* _Problem details_
Beneath this line is the data. Output exactly the lines from the line with "Target: dormer window" to the line with "Target: tiled roof", both ends included, and nothing more.

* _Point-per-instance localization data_
○ ○ ○ ○

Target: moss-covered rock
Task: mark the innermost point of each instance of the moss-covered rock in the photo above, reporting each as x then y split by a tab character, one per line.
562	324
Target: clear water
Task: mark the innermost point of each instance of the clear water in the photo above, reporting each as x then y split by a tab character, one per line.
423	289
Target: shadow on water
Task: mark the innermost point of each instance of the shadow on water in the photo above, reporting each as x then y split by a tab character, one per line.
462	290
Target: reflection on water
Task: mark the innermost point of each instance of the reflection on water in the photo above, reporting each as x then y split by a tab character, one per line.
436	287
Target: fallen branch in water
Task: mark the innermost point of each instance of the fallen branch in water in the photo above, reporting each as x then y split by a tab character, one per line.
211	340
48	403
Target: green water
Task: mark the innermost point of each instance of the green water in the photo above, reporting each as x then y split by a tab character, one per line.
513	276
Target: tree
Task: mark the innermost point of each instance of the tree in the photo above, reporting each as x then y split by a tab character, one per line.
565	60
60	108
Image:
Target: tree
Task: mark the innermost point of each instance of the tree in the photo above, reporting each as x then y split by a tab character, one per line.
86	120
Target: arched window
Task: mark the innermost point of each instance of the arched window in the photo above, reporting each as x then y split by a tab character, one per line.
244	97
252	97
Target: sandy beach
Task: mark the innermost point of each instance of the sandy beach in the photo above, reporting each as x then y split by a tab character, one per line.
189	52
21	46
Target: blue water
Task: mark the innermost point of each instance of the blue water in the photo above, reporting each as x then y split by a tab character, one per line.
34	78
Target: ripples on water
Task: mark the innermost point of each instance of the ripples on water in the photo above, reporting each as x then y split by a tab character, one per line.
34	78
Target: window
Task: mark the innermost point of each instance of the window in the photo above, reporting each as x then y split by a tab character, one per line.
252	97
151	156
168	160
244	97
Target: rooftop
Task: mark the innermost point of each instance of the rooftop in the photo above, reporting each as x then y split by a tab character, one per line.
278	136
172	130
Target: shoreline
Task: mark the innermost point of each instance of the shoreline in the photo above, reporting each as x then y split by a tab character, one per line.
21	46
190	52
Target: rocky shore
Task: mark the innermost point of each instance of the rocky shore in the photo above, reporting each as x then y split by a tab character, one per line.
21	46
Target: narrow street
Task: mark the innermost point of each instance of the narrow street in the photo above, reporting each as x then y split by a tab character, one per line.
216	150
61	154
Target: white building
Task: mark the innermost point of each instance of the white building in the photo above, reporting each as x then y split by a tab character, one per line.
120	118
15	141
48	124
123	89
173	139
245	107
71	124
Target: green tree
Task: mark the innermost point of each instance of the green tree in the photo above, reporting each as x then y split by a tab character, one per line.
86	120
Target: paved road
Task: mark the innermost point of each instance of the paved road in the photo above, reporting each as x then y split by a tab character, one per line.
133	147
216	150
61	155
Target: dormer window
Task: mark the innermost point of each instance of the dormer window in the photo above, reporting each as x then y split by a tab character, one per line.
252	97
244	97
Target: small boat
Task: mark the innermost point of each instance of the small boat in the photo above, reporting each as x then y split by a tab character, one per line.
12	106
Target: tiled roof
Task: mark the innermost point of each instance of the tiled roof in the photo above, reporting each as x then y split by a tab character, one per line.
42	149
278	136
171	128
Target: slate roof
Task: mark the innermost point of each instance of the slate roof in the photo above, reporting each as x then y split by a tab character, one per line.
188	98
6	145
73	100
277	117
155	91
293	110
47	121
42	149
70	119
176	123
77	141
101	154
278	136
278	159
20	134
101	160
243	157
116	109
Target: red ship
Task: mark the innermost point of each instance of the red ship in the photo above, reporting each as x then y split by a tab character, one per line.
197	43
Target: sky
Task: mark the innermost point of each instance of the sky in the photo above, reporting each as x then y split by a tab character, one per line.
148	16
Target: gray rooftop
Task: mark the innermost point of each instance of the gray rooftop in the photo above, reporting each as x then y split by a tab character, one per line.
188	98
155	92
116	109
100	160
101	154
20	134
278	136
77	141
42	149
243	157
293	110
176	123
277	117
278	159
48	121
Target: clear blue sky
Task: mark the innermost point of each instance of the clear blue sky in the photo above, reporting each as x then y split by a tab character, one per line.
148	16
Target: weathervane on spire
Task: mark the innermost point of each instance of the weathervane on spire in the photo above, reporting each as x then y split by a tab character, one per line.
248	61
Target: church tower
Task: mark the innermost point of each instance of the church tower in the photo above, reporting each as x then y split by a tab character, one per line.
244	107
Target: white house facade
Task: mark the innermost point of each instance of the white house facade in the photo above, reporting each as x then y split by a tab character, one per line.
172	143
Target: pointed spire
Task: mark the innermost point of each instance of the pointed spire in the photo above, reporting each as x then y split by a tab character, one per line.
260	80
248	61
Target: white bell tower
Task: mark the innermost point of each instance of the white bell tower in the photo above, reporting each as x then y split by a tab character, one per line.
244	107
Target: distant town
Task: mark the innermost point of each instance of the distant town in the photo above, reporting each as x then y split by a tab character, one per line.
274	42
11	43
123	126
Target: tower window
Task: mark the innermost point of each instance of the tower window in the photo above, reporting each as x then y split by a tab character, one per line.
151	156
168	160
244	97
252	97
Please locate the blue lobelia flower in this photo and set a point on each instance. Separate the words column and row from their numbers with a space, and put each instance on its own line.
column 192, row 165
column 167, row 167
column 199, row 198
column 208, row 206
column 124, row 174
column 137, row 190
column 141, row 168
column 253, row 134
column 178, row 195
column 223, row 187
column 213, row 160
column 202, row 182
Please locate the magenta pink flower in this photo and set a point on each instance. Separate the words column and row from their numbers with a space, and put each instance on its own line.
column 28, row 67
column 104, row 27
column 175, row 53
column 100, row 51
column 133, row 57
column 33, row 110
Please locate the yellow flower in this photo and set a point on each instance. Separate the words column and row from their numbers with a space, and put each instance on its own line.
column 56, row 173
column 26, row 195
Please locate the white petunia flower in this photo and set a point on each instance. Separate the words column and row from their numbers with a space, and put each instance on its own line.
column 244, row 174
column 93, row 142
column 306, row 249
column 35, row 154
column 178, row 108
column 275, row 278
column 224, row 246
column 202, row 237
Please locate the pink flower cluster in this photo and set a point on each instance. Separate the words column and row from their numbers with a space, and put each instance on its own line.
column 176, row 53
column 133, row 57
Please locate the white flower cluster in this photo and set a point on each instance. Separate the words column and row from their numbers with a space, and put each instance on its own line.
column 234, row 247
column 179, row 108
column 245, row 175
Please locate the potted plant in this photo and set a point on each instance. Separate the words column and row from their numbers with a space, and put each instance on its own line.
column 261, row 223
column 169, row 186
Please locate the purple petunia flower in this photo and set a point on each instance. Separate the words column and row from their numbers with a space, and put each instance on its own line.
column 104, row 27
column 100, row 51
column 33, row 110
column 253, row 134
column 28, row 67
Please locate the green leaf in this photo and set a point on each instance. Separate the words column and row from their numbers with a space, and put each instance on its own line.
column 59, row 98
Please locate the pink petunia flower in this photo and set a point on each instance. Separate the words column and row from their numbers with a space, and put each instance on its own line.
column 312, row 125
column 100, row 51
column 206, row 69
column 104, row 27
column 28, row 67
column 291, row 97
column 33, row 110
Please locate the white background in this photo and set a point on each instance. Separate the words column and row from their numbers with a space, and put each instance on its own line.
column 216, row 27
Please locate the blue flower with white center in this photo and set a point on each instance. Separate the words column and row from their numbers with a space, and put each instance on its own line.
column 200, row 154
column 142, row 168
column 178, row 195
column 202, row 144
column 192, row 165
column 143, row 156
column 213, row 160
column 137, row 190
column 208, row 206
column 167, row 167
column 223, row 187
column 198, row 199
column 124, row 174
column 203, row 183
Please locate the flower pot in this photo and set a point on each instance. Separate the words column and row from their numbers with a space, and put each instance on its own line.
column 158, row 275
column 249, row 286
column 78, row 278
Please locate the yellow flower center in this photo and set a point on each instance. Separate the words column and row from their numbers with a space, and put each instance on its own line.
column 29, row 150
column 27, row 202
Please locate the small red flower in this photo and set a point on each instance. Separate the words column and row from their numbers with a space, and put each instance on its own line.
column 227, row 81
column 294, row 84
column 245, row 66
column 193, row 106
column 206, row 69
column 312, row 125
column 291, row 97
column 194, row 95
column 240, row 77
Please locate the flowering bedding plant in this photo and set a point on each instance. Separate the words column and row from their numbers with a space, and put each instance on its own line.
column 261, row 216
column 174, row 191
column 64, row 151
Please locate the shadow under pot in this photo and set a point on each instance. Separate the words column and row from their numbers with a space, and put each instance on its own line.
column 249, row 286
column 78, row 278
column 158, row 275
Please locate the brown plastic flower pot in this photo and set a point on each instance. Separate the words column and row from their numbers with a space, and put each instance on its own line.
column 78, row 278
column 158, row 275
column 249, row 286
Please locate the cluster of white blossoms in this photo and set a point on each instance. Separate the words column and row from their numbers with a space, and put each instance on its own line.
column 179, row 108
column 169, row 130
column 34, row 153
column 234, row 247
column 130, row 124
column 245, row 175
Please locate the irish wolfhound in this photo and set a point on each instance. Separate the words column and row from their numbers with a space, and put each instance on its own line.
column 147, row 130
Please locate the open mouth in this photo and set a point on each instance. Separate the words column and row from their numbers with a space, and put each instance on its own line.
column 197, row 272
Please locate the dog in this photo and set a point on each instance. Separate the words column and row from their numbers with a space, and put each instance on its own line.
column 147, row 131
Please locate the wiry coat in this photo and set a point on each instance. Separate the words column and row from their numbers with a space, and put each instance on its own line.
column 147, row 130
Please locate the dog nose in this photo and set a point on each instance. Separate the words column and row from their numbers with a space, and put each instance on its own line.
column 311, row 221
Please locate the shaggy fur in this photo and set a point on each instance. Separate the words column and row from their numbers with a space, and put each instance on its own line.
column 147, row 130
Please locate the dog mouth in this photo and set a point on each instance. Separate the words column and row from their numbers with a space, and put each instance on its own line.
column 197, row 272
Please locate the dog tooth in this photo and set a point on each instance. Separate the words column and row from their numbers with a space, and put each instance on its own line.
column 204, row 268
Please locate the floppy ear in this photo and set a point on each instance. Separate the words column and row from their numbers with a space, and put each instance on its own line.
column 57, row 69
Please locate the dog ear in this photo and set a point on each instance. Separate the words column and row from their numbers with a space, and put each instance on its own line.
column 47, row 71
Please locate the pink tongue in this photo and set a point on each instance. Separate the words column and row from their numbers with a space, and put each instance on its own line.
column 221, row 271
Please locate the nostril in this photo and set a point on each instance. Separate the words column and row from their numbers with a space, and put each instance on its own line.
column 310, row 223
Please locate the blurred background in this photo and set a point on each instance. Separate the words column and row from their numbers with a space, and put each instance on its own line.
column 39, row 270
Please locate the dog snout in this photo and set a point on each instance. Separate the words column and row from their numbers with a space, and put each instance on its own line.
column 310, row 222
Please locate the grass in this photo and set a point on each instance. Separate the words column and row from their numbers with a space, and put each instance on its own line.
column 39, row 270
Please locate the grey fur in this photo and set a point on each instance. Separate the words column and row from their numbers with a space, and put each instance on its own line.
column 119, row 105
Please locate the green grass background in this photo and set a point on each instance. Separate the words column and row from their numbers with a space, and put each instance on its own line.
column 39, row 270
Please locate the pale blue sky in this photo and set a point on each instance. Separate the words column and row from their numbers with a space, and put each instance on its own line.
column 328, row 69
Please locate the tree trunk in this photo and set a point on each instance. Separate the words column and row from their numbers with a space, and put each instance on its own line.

○ ○ ○ ○

* _Answer section_
Target: dormer window
Task: mark the innermost point of each instance of the dormer window in the photo above, reporting each as x then y split by a tab character, one per line.
252	97
244	97
Target: small boat
Task: mark the innermost point of each instance of the small boat in the photo above, reporting each as x then y split by a tab character, one per line.
12	106
Target: tiled roof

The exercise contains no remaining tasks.